» What needs to be done
Find every line of the records that has "below" and return it.

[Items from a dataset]
[Start of Attachment]
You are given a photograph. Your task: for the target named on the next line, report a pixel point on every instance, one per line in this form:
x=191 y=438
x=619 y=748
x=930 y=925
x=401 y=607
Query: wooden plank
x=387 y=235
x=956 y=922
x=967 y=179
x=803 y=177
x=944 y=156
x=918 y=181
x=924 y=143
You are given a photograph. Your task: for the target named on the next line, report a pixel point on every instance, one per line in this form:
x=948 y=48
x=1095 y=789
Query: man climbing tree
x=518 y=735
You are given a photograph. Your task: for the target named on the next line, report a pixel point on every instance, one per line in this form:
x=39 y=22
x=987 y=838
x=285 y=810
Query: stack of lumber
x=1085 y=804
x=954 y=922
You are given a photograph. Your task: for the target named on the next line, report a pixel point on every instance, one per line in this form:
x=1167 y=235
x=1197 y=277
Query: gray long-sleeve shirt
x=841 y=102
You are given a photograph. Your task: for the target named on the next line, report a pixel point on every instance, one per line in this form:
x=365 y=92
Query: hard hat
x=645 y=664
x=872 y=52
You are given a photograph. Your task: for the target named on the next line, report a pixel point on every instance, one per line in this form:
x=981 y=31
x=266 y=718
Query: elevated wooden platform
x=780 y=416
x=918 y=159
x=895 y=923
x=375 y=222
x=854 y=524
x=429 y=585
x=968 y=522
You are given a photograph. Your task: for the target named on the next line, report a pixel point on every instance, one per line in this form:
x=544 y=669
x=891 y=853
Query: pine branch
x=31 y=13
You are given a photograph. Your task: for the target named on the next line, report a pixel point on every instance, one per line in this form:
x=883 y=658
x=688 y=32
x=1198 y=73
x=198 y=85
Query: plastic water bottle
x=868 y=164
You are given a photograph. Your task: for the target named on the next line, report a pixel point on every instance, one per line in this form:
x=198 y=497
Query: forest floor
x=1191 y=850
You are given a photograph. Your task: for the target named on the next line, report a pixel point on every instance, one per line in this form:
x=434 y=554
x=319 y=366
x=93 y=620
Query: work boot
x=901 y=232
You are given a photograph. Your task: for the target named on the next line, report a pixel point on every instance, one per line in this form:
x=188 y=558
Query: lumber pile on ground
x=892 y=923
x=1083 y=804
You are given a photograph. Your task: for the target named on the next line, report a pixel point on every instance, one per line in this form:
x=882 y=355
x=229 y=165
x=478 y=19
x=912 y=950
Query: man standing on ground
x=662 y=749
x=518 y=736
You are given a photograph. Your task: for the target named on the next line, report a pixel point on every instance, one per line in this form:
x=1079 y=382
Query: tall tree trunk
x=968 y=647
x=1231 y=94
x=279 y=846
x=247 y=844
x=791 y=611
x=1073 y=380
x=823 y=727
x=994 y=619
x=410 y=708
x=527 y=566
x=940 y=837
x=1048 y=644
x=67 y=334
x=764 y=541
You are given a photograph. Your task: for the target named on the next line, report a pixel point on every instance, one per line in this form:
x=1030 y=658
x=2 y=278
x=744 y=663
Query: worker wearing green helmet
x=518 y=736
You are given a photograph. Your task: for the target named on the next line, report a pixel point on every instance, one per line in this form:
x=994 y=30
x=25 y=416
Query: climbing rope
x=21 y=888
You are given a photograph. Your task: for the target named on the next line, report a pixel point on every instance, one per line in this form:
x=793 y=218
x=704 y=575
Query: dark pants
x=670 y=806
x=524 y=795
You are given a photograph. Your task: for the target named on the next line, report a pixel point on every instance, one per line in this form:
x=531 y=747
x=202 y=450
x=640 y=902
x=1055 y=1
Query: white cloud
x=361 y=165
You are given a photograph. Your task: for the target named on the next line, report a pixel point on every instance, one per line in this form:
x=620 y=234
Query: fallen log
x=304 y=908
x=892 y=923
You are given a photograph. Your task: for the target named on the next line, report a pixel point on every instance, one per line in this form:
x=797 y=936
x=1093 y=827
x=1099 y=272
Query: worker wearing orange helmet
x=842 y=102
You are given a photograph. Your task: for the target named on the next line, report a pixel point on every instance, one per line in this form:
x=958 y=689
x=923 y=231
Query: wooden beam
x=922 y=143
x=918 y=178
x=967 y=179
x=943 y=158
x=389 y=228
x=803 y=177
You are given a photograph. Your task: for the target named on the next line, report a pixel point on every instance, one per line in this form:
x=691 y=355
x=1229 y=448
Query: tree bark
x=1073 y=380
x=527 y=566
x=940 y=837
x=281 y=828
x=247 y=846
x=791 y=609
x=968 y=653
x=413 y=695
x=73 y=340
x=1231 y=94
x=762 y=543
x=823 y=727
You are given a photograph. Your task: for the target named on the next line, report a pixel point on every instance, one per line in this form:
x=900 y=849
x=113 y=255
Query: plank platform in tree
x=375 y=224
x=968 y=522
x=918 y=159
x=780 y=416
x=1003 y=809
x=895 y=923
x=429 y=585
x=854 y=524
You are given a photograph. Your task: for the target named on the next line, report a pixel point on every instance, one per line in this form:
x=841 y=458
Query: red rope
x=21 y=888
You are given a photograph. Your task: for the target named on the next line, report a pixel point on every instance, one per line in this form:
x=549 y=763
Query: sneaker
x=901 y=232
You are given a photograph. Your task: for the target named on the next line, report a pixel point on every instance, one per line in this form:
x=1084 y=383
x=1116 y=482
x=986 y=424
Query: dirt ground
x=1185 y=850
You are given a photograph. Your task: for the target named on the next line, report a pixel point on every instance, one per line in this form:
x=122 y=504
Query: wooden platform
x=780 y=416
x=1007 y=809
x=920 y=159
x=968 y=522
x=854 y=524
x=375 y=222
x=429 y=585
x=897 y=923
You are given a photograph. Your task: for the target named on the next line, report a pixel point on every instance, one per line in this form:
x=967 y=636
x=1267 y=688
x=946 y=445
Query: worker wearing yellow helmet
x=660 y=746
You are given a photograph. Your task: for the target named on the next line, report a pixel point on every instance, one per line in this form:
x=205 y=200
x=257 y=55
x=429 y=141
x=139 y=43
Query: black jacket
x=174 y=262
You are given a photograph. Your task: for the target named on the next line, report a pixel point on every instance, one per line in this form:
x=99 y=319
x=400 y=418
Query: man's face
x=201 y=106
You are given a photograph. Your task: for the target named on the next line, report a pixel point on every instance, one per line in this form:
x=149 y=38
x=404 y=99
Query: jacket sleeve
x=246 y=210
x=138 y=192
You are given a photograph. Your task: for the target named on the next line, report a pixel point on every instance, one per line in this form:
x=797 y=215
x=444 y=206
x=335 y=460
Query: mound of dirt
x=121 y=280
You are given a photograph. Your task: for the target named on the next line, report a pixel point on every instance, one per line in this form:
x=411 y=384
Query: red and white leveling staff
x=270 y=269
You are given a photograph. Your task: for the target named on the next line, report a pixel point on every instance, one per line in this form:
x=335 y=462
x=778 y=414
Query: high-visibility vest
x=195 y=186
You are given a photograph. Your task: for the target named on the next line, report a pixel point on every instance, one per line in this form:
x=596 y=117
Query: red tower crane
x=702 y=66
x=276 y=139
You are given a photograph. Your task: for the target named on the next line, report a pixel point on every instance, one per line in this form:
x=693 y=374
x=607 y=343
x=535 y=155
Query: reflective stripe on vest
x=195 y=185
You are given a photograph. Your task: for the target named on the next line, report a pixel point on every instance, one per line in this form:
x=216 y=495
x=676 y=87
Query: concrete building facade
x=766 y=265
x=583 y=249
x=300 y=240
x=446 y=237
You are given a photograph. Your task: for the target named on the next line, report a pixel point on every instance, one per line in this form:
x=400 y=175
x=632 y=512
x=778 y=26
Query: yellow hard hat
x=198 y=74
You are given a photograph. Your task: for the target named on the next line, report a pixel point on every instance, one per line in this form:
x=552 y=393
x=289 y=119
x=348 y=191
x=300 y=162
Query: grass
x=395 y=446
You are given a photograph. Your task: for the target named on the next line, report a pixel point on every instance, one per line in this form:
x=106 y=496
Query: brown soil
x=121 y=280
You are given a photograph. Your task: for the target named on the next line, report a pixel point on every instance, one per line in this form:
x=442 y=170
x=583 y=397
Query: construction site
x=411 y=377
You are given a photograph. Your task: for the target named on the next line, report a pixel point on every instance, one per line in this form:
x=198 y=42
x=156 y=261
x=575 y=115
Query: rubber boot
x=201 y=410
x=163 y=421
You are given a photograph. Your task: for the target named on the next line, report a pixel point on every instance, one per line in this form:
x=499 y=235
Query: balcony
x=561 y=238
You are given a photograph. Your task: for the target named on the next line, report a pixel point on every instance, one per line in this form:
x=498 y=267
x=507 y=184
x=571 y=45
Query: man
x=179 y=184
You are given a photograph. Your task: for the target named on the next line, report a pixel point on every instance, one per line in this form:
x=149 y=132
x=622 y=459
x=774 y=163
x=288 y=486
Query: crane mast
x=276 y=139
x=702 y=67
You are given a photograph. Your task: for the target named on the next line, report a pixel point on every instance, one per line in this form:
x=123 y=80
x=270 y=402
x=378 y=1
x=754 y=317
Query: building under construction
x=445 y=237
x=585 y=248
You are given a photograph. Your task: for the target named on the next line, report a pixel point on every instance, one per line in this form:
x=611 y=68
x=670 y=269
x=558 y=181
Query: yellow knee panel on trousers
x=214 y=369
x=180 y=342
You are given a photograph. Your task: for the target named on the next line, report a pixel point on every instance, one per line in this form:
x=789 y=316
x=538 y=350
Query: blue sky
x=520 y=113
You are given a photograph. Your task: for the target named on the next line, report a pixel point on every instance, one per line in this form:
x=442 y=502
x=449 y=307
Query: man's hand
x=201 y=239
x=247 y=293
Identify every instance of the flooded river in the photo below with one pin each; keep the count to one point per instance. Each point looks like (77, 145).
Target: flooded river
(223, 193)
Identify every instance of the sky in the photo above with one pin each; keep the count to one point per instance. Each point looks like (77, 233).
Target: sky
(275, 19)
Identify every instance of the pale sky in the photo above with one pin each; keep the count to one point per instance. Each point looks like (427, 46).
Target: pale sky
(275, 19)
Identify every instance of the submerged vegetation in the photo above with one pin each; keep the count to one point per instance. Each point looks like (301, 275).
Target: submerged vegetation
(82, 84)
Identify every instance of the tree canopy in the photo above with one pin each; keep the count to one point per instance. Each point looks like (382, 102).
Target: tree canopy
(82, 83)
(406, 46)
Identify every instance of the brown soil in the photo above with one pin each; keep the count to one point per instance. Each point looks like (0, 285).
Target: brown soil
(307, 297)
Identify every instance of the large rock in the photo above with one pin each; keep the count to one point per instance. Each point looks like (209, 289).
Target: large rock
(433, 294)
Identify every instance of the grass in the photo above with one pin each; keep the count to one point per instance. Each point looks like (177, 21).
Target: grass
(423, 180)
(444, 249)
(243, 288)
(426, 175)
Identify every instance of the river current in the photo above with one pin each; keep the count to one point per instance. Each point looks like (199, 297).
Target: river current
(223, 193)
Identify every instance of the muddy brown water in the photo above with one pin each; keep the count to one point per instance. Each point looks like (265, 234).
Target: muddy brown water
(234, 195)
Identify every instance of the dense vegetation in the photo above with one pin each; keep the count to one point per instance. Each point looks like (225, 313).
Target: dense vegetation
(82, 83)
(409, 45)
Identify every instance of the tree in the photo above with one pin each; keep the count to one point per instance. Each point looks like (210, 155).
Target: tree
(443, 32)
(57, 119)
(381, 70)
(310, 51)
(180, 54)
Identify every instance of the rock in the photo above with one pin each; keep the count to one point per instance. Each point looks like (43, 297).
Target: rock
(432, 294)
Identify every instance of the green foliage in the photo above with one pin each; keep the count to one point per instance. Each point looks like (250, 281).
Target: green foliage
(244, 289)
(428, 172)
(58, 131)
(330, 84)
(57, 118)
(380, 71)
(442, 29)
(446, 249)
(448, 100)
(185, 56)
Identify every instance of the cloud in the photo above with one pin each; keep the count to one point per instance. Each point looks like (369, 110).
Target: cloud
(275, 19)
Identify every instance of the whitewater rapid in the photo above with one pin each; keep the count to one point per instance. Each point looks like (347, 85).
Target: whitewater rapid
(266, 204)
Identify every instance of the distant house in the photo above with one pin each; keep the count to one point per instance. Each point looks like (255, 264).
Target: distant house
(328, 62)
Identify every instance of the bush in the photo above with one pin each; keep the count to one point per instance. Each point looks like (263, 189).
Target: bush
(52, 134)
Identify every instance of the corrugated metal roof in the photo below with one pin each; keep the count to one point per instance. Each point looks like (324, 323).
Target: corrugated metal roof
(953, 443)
[End of Attachment]
» Result
Identify every instance of the flooded river in the photo below with one pin each; keep the count to one point per instance. Each point looks like (77, 145).
Identify every instance of the corrugated metal roof in the photo below with one pin each; keep the count to one point per instance. Each point looks like (324, 323).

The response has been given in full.